# Texte à analyser
______________________________
Le précariat est selon Standing « une nouvelle classe dangereuse ». En Europe comme aux US, le mécontentement de tous ceux qui ont été chassés de la traditionnelle « classe ouvrière » se transforme en ressentiment de masse, soit pour agir collectivement sous forme de représailles envers les responsables présumés de ce précariat, soit pour devenir des cibles de choix pour tous les leaders populistes qui attisent facilement la haine envers les SDF ou les migrants, qui représentent pourtant de nouvelles sections de précariat. « Les membres du précariat n’ont pas le sentiment d’appartenir à une communauté professionnelle solidaire. Ils ont surtout celui d’être tenus à l’écart et instrumentalisés. A cause de la précarité, leurs actions et leurs attitudes finissent par dériver vers l’opportunisme. Aucune perspective d’avenir ne leur permet de penser que ce qu’ils disent, font ou ressentent aujourd’hui aura des répercussions à long terme. » (p. 49) En fait, le précariat se définit comme l’obligation de fonctionner à court terme. Et cela pourrait évoluer en incapacité définitive de penser à long terme. Evolution particulièrement problématique pour appréhender BH22. Dans le précariat il est difficile de maintenir une estime de soi durable. Nombreux sont les gens à entrer dans le précariat pleins de colère et d’amertume. Pourquoi la majorité des individus semble insensible à l’augmentation de ce phénomène ? « La pensée que le précariat est une classe émergente dangereuse devrait pourtant les inquiéter. Un groupe qui ne se voit aucun avenir en termes d’identité et de sécurité économique va forcément ressentir une peur et une frustration qui pourraient bien le conduire à riposter contre les supposées causes de son sort. Et à force de ne jamais pouvoir bénéficier des retours financiers et des progrès de l’économie traditionnelle, ces gens pourraient bien finir par sombrer dans l’intolérance. » (p. 77)
______________________________
# Données à examiner
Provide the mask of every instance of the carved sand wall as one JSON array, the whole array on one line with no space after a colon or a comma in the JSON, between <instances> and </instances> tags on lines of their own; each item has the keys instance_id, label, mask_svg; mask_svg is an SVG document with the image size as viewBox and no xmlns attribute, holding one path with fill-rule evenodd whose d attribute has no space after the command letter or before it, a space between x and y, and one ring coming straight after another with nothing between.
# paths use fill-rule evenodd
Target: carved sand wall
______________________________
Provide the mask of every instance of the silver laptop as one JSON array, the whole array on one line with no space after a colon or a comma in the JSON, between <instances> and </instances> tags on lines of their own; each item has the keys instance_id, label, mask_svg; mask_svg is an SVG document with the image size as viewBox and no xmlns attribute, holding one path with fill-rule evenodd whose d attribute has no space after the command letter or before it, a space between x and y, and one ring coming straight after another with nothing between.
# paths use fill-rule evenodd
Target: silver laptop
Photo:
______________________________
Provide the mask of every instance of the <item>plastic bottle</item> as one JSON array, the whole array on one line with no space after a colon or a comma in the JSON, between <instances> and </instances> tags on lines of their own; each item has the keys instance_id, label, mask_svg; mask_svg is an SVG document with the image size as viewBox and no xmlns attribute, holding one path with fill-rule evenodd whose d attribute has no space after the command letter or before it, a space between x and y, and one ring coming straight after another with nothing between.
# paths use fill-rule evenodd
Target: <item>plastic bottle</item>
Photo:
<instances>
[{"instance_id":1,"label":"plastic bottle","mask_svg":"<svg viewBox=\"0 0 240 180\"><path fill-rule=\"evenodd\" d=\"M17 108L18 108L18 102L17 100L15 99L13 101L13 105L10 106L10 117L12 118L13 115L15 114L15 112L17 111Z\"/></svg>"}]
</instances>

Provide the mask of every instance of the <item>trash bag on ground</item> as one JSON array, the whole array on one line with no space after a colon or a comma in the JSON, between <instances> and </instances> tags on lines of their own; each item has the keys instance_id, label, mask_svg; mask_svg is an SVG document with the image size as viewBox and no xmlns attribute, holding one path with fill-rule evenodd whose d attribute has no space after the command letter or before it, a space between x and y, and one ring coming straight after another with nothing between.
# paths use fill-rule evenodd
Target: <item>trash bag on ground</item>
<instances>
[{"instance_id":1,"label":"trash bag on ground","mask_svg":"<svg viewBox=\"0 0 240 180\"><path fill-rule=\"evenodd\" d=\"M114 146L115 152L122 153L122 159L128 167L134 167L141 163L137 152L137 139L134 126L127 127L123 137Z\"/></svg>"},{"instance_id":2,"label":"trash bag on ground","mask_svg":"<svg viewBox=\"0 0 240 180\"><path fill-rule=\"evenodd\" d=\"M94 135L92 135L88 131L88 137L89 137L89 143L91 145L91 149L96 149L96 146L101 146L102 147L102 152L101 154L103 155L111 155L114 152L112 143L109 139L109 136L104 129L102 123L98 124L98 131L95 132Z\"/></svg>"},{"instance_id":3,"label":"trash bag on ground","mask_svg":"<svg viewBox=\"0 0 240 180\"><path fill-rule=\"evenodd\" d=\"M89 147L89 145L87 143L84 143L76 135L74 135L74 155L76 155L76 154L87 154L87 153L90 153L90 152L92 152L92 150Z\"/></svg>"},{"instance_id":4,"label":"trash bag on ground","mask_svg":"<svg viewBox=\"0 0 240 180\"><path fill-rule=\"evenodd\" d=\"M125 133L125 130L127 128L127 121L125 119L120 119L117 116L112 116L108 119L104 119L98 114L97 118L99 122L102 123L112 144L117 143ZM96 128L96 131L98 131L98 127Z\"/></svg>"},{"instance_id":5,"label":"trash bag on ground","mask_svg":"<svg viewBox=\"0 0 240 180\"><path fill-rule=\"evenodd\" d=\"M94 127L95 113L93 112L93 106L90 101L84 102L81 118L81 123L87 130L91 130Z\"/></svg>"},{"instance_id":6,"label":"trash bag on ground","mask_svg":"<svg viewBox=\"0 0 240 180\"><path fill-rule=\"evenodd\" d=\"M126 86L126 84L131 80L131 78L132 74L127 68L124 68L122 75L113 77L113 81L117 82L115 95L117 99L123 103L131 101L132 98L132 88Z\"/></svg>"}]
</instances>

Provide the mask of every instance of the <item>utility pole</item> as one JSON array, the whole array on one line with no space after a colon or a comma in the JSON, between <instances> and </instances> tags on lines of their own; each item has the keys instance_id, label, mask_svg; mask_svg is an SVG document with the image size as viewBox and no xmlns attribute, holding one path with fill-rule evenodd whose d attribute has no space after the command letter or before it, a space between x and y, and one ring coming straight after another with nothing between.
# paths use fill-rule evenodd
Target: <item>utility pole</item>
______________________________
# Consignes
• a. Réécrivez sous forme de liste le paragraphe du texte sur le précariat qui commence par « Le précariat est selon Standing », en conservant ses faits principaux.
• b. Poursuivez le texte sur le précariat à partir de sa dernière phrase.
Les items n'ont aucun lien avec le texte sur le précariat.

# Vos réponses
• a.
- Selon Standing, le précariat est « une nouvelle classe dangereuse ».
- En Europe comme aux US, ceux qui ont été chassés de la « classe ouvrière » traditionnelle nourrissent un ressentiment de masse. Ils peuvent agir collectivement par des représailles contre les responsables présumés du précariat. Ils peuvent aussi devenir la cible de leaders populistes qui attisent la haine envers les SDF ou les migrants, lesquels appartiennent pourtant eux aussi au précariat.
- Les membres du précariat ne se sentent pas appartenir à une communauté professionnelle solidaire, mais tenus à l'écart et instrumentalisés. Faute de perspective d'avenir, ils dérivent vers l'opportunisme.
- Le précariat oblige à fonctionner à court terme. Cela pourrait devenir une incapacité définitive à penser à long terme, ce qui pose problème pour appréhender BH22.
- Il y est difficile de garder une estime de soi durable, et beaucoup y entrent pleins de colère et d'amertume.
- La majorité semble insensible à l'essor du phénomène. Pourtant, un groupe privé d'avenir et de sécurité économique risque de riposter contre les causes supposées de son sort et de sombrer dans l'intolérance.

• b.
 

Pour imaginer des pistes de sortie, Standing s’appuie beaucoup sur la pensée de Polanyi, qui faisait de la réinsertion de l’économie dans le primat d’une vie sociale et politique proactive la clé de voûte d’une stratégie adaptée aux enjeux de son époque. Il invite à lutter sur cinq fronts simultanément : « l’insécurité économique, le temps, ‘l’espace vital’, le savoir et le capital financier. » (p. 428) Le précariat n’est pas encore une classe sociale en soi, dit-il. Elle demeure en gestation, mais elle sait chaque jour davantage de qu’elle veut et ce qu’elle ne veut pas. Elle ne veut pas, par exemple, retrouver le modèle travailliste du XXe siècle, car elle en croit plus à l’idéal progressiste qui servait de fondement à ce modèle. « Nous avons besoin d’une nouvelle politique paradisiaque – modérément utopiste et fière de l’être. » (p. 393)

Concrètement, Standing voudrait « redonner la priorité à l’éducation émancipatrice et tenir tête aux chantres de la marchandisation. » (p. 402) et il cite pour appuyer son propos un texte de Mill écrit en 1867: « Les universités n’ont pas vocation à enseigner les connaissances nécessaires aux hommes pour gagner leur vie d’une manière déterminée. Leur objectif n’est pas de fabriquer de bons avocats, médecins ou ingénieurs mais des êtres humains capables et cultivés. » (p. 403) Il promeut aussi l’idée de revenu universel, « versé à chaque individu et non à une entité aussi aléatoire qu’une famille ou un foyer ». « Chaque individu disposerait d’une carte pour répondre à ses besoins essentiels ou dépenser l’argent à sa guise, avec des sommes supplémentaires dans les cas de besoins particuliers, tels que le handicap. » (p. 430) Enfin, « le précariat doit être représenté institutionnellement et exiger que les politiques reposent sur des principes éthiques. En ce moment, il existe un vide institutionnel que seules une poignée de courageuses ONG s’efforcent de combler comme elles peuvent. «  (p. 417)

 

Publication : Jean-François Simonin, juillet 2017.